Exercise aim: Repeat the lines from the one containing "[spot] the tree foliage" through the end of the items, both ends included, copying the requests unchanged and multiplying every coordinate in the answers by 0.95, rounded to the nearest whole number with halves rounded up. Give only those lines.

Information given:
┌────────

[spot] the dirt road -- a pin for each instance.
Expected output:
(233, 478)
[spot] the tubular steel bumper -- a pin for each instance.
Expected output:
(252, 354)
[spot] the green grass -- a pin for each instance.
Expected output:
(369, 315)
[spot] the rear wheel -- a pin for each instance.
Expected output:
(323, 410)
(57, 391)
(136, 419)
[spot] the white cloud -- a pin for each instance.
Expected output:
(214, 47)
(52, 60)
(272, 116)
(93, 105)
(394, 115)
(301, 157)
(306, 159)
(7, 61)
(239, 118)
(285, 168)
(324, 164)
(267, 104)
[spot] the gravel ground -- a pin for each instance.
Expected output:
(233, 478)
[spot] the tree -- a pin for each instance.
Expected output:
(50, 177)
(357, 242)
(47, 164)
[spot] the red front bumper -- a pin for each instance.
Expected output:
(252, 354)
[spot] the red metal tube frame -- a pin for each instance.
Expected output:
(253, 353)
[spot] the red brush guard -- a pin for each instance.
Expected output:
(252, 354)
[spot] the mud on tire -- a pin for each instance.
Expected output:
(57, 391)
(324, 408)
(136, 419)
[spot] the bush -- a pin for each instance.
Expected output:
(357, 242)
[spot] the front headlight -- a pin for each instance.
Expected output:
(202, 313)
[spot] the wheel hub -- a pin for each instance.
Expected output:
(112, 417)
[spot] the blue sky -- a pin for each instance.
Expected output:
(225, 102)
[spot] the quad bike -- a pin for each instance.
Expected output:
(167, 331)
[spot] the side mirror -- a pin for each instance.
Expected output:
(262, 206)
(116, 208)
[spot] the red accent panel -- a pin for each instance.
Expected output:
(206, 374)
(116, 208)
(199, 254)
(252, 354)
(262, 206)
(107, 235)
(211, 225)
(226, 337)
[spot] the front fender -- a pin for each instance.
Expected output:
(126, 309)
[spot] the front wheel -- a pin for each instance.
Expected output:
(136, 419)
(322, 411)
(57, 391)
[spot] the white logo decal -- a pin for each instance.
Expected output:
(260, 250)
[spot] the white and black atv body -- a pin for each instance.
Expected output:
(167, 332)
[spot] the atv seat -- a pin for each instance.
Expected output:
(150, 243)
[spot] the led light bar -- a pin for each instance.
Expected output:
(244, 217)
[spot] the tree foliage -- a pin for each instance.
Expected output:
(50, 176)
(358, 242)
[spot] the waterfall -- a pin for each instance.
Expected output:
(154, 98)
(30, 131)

└────────

Solution:
[spot] the tree foliage -- a pin for each instance.
Expected output:
(48, 167)
(340, 230)
[spot] the waterfall -- a pin for each instance.
Expected output:
(146, 93)
(29, 124)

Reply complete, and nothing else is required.